:: Extracted records

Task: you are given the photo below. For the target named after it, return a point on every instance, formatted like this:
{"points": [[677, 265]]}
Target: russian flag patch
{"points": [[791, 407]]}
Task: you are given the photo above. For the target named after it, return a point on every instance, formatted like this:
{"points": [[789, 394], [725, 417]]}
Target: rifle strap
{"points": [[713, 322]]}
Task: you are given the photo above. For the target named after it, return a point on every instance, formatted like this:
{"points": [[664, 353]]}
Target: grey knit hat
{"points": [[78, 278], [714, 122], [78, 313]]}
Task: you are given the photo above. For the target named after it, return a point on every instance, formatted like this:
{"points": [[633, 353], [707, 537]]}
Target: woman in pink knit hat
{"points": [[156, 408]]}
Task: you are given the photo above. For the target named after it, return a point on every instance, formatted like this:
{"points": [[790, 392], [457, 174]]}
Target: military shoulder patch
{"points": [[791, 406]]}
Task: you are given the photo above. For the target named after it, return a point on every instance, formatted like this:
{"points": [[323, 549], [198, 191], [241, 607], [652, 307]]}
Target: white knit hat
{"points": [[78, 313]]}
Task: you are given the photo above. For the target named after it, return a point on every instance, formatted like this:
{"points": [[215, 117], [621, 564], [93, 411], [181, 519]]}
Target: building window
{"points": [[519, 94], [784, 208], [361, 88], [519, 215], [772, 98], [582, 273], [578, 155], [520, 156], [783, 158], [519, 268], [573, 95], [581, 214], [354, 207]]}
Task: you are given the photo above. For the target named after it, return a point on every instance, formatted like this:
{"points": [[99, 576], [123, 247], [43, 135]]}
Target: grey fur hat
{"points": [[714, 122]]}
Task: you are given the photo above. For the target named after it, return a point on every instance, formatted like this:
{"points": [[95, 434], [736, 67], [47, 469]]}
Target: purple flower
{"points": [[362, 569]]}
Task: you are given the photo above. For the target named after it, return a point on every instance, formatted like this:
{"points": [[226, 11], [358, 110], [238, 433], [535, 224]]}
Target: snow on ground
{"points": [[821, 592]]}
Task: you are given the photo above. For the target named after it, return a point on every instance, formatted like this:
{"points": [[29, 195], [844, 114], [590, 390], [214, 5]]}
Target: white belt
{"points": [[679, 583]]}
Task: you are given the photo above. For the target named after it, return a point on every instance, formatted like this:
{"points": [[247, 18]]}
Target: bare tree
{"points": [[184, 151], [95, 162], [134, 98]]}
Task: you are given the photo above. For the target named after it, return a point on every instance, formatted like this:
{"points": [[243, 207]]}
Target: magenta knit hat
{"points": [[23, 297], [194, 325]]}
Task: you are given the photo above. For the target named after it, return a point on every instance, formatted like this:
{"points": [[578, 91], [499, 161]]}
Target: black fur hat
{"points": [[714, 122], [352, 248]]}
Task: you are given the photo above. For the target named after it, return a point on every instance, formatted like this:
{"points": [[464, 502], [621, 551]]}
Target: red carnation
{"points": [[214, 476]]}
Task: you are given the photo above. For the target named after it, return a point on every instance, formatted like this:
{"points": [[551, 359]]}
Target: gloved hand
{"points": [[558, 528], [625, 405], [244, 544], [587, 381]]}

::::
:: Extracted records

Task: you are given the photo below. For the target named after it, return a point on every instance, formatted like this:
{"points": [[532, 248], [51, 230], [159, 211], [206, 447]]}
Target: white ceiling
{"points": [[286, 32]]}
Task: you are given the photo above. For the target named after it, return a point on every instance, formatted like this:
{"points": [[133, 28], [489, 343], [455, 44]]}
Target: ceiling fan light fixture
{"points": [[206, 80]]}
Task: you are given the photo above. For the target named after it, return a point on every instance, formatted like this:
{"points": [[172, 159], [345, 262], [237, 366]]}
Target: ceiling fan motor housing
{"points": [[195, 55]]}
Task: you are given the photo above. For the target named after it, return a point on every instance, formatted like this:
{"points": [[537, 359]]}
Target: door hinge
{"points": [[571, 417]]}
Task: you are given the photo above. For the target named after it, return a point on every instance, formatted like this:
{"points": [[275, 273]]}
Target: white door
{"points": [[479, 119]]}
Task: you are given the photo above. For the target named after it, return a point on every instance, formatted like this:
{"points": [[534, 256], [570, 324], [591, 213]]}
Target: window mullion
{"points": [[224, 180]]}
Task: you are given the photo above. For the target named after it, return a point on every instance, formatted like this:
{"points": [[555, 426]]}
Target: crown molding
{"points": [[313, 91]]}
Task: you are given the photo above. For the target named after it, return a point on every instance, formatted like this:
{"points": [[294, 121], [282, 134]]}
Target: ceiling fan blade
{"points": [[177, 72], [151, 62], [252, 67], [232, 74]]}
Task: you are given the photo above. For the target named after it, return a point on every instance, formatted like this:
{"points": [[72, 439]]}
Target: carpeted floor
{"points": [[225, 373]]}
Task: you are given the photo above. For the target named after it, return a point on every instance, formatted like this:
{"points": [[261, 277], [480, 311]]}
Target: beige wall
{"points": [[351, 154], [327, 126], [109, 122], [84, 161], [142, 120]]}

::::
:: Extracted records

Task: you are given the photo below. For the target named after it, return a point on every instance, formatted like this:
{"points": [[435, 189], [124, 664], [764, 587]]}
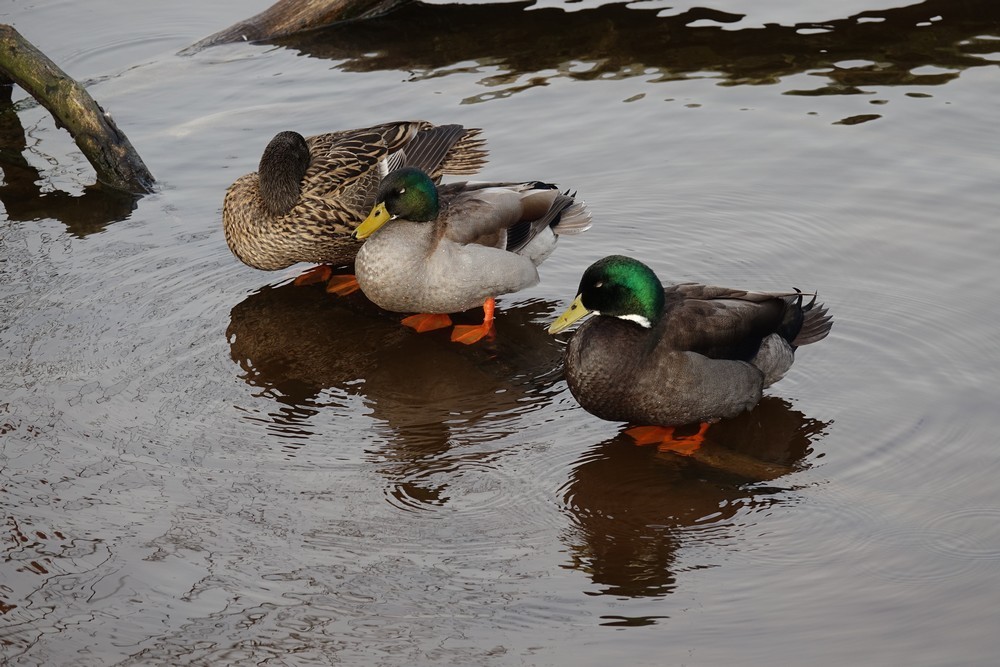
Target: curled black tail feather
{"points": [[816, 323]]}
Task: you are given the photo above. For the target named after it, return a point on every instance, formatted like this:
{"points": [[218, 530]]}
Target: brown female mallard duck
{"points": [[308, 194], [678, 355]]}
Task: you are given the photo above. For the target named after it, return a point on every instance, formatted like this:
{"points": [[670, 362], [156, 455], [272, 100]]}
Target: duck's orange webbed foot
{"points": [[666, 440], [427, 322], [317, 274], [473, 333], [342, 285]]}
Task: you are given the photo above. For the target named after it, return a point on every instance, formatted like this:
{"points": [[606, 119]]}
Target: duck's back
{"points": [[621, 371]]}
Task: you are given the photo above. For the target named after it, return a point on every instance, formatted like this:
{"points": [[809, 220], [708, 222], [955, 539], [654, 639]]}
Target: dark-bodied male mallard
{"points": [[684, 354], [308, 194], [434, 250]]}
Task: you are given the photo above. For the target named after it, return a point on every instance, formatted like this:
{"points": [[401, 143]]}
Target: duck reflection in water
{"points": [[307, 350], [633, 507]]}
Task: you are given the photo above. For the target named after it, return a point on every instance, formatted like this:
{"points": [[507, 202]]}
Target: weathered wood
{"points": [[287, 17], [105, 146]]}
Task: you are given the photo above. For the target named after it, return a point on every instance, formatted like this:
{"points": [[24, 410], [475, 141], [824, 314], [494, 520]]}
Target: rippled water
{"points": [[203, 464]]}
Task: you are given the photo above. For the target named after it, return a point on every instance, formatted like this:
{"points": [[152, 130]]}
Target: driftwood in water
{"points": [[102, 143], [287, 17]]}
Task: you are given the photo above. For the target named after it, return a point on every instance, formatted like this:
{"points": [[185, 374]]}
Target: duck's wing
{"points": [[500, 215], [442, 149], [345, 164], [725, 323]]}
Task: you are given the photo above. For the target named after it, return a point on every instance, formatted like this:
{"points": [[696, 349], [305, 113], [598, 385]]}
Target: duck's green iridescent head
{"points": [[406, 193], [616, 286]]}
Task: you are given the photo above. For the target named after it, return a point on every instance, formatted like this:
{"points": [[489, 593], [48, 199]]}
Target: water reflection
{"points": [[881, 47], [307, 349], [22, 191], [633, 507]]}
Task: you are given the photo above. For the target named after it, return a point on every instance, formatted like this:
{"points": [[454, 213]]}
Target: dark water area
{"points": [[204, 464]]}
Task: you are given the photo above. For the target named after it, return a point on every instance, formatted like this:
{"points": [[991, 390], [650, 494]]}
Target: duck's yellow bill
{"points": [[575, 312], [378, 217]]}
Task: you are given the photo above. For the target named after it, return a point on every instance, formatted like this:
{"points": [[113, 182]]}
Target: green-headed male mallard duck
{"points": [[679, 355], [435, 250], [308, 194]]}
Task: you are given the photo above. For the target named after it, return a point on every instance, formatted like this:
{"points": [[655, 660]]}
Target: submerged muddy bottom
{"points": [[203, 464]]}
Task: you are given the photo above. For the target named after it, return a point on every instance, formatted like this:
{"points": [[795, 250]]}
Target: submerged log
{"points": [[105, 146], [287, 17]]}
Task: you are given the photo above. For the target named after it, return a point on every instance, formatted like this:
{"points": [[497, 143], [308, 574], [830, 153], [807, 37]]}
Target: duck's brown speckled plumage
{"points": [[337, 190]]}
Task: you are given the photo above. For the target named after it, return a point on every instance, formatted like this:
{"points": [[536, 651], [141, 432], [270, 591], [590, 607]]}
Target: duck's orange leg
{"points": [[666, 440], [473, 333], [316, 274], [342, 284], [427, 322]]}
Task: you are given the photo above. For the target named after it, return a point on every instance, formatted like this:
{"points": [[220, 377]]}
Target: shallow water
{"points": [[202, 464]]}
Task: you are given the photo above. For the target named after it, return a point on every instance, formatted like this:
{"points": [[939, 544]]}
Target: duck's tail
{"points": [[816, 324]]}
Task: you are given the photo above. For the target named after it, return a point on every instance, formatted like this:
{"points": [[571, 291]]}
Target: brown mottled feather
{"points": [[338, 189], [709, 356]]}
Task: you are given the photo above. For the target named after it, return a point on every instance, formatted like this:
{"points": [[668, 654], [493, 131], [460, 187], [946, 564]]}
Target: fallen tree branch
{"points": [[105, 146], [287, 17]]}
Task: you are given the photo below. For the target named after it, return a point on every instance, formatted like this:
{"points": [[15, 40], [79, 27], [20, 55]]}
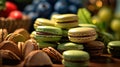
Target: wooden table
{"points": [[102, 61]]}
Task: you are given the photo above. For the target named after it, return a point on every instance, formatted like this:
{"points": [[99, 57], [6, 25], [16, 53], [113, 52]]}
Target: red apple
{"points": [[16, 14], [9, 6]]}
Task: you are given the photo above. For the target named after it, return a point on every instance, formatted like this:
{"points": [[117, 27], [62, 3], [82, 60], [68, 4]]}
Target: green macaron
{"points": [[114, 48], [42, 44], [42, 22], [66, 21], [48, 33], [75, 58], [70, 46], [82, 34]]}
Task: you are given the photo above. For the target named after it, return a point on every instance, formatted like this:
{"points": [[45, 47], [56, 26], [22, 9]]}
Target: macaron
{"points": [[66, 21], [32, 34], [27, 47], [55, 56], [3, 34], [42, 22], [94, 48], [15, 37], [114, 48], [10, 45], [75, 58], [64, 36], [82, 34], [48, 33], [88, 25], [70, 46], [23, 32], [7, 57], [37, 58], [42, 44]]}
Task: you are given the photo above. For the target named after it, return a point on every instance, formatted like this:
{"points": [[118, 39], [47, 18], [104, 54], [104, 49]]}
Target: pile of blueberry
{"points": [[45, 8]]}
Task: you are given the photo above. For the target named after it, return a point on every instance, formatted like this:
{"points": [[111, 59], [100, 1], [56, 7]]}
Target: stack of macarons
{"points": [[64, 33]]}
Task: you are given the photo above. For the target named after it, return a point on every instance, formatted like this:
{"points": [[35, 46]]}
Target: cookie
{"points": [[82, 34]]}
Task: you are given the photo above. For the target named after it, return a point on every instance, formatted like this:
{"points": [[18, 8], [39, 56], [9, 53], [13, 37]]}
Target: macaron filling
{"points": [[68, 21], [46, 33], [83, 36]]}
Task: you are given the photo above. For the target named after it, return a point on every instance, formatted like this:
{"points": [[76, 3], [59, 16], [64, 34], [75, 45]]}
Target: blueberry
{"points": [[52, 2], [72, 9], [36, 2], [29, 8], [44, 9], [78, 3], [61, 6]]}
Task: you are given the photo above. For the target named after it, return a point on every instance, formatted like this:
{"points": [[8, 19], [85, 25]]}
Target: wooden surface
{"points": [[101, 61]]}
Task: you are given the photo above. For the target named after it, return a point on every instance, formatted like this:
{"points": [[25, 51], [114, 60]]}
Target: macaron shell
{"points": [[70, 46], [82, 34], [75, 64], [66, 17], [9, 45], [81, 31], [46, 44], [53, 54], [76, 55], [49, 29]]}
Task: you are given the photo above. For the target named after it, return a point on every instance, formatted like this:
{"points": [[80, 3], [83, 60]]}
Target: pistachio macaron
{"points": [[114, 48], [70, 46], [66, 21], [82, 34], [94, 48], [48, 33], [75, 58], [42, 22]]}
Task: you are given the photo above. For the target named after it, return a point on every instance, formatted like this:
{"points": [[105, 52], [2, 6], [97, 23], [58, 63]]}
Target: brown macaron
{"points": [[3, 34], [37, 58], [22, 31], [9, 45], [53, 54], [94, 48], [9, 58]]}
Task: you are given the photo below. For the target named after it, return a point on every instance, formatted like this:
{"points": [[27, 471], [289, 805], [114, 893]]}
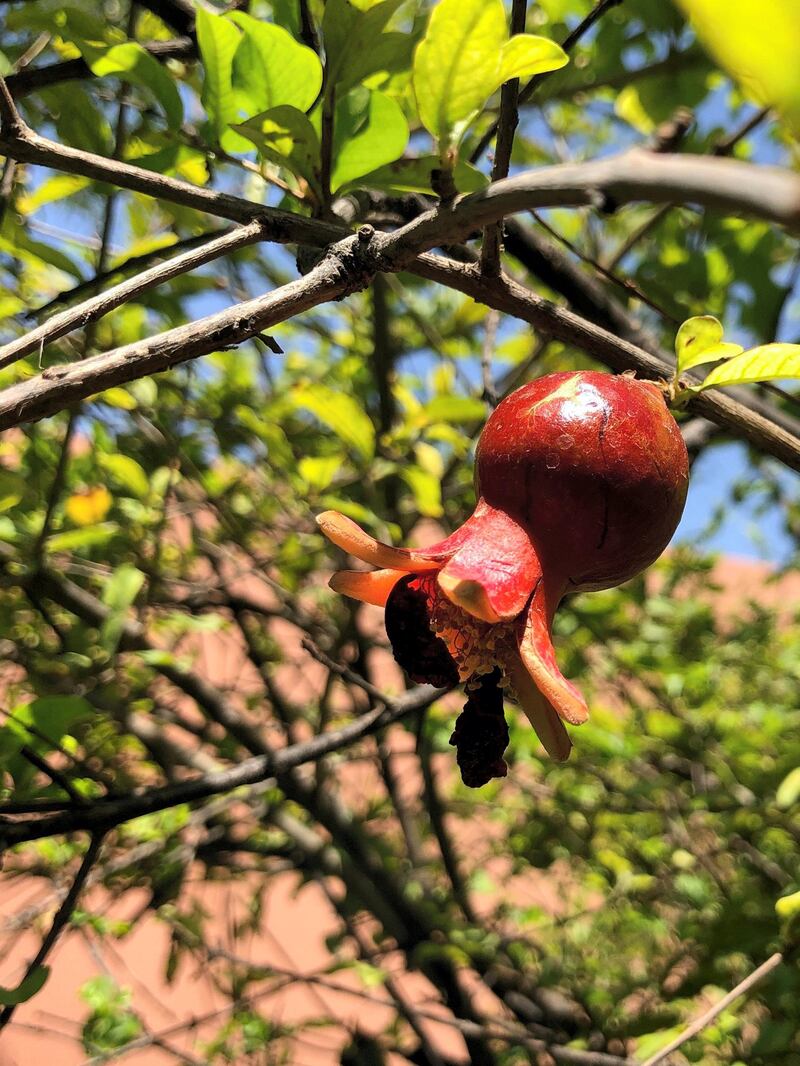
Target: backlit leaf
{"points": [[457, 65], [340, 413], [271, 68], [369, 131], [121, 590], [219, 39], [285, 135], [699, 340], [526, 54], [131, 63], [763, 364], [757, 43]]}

::::

**Task requirements:** Count the lines in the records above that contain the word "water", treating uppercase and lowercase as different, and give only the number.

**Solution for this problem:** 6